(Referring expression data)
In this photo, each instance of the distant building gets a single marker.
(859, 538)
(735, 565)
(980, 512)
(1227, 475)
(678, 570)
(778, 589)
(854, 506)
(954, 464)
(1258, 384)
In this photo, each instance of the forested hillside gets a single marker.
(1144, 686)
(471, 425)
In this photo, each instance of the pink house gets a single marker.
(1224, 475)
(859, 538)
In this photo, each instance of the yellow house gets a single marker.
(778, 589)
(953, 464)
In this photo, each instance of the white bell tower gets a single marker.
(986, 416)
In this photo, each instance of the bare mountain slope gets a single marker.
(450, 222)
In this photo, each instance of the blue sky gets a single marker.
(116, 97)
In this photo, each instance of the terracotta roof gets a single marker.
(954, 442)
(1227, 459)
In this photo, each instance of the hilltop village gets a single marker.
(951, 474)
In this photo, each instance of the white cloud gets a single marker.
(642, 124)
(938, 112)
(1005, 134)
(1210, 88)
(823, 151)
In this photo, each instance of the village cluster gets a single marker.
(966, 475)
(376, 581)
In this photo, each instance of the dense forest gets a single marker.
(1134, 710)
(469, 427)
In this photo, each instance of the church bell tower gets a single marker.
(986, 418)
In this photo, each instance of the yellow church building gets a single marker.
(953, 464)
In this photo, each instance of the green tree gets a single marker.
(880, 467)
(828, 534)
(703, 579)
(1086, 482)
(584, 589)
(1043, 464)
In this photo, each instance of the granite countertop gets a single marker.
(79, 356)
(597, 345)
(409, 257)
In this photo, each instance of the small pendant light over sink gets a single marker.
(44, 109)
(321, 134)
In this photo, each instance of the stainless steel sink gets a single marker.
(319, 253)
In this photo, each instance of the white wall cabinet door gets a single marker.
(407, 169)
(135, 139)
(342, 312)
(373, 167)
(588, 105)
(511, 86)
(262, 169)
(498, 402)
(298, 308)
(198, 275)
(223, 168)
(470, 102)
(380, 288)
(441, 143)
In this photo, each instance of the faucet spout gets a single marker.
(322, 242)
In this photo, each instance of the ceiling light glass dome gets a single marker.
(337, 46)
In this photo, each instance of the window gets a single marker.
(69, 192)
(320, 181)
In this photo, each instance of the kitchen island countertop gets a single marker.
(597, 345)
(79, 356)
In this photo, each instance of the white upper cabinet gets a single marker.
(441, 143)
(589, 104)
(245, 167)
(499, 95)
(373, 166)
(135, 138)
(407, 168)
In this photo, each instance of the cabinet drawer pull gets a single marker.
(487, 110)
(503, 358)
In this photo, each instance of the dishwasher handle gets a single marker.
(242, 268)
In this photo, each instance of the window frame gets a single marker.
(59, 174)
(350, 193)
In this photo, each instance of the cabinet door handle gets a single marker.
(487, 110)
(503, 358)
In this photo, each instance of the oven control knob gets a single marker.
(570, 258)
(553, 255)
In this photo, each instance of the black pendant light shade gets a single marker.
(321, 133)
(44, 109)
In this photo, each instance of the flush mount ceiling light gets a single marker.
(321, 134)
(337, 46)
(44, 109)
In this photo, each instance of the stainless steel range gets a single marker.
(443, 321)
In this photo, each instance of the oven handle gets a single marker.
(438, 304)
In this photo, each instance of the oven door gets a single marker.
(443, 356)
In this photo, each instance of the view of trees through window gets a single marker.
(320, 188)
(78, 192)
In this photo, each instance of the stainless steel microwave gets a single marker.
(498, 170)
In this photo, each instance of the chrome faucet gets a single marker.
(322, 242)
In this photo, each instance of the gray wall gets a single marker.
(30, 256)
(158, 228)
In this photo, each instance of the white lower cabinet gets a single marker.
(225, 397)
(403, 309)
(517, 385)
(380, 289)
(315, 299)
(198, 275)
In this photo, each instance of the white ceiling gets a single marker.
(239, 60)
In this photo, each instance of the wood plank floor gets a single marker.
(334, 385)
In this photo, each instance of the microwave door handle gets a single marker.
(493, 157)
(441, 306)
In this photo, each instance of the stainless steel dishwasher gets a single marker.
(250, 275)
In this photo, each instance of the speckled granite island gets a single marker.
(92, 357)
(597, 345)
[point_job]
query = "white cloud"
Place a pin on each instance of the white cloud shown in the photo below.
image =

Action item:
Copy out all the entries exactly once more.

Response to the exercise:
In this photo, each instance of the distant building gets a single marker.
(859, 538)
(735, 565)
(980, 512)
(1227, 475)
(678, 570)
(778, 589)
(854, 506)
(954, 464)
(1258, 384)
In this photo, each instance of the forested hillside gets a single marker.
(1144, 686)
(471, 425)
In this photo, each instance of the pink house gets a single marker.
(1224, 475)
(859, 538)
In this photo, each instance of the yellow house gets a single marker.
(778, 589)
(953, 464)
In this photo, each instance of the white bell tower gets a single marker.
(986, 416)
In this photo, each instance of the bare mountain slope gets a single marker.
(450, 222)
In this photo, each instance of the blue sky gets a single marker.
(116, 97)
In this photo, each instance of the terracotta roof gets a single marker.
(954, 442)
(1227, 459)
In this photo, each instance of the hilltop village gets a single marker.
(951, 474)
In this photo, each instance of the white cloud gets a single marker.
(642, 124)
(938, 112)
(1005, 134)
(1210, 88)
(823, 151)
In this photo, each instance of the village cluster gets a single marker.
(966, 475)
(376, 581)
In this photo, each instance of the dense forest gets a single marker.
(1134, 710)
(469, 427)
In this photo, each instance of the church bell tower gets a single marker.
(986, 418)
In this photo, each instance of the yellow church building gets a single marker.
(953, 464)
In this photo, each instance of the green tree gets a single marker.
(880, 467)
(828, 534)
(703, 579)
(1086, 482)
(584, 589)
(1043, 464)
In this photo, each instance of the granite countertop gets a single marker.
(79, 356)
(597, 345)
(409, 257)
In this photo, each instance of the small pendant light over sink gets a single marker.
(44, 109)
(321, 134)
In this photo, each instance of the stainless steel sink gets a single marker.
(319, 253)
In this photo, each instance of the white wall cabinet door gets a single marker.
(407, 169)
(135, 139)
(342, 312)
(373, 167)
(588, 105)
(511, 86)
(262, 169)
(498, 402)
(298, 308)
(198, 275)
(223, 168)
(470, 102)
(380, 288)
(441, 143)
In this photo, each instance of the faucet spout gets a single marker.
(322, 242)
In this photo, each instance of the ceiling light glass dome gets a single marker.
(337, 46)
In this photo, each instance of the window gets a single marker.
(69, 192)
(320, 181)
In this photo, each instance of the kitchen island countertop gets a single marker.
(597, 345)
(79, 356)
In this photo, each instance of the white upper cabinet gets a single marker.
(441, 143)
(589, 104)
(245, 167)
(499, 95)
(373, 166)
(135, 138)
(407, 168)
In this photo, each instance of the cabinet drawer pull gets a single marker.
(487, 110)
(503, 358)
In this photo, each instance of the dishwasher handle gets a single marker.
(242, 268)
In this photo, each instance of the window frame gets a single marker.
(59, 174)
(350, 193)
In this photo, each instance of the cabinet door handle gets a single marker.
(487, 110)
(503, 358)
In this photo, each instance of the oven control knob gets a single marker.
(570, 258)
(553, 255)
In this photo, each instance of the black pendant light shade gets a single marker.
(321, 133)
(44, 109)
In this photo, each instance of the flush mount ceiling light gets a single marker.
(321, 134)
(337, 46)
(44, 109)
In this photo, each instance of the stainless steel range gets a single marker.
(443, 321)
In this photo, each instance of the oven handle gets a single marker.
(438, 304)
In this photo, each instance of the oven door gets a single marker.
(443, 356)
In this photo, each instance of the view of trees through window gets a single marker.
(320, 188)
(78, 192)
In this photo, each instance of the stainless steel microwave gets a single marker.
(498, 170)
In this photo, each instance of the chrome faucet gets a single marker.
(322, 242)
In this photo, each instance of the gray wall gets a single marker.
(30, 256)
(158, 228)
In this photo, each instance of the white lower cabinet gets a single marker.
(225, 397)
(403, 309)
(517, 385)
(380, 289)
(315, 299)
(198, 275)
In this photo, each instance of the white ceiling gets a single marker.
(239, 60)
In this photo, each instance of the wood plank floor gets a single marker.
(334, 385)
In this photo, each instance of the microwave door handle gets a single marker.
(493, 157)
(441, 306)
In this photo, each instance of the stainless steel dishwasher gets a single marker.
(250, 275)
In this photo, each instance of the speckled granite island gets a single marker.
(92, 357)
(597, 345)
[point_job]
query = "white cloud"
Place a pin on each instance of the white cloud shown in the photo below.
image =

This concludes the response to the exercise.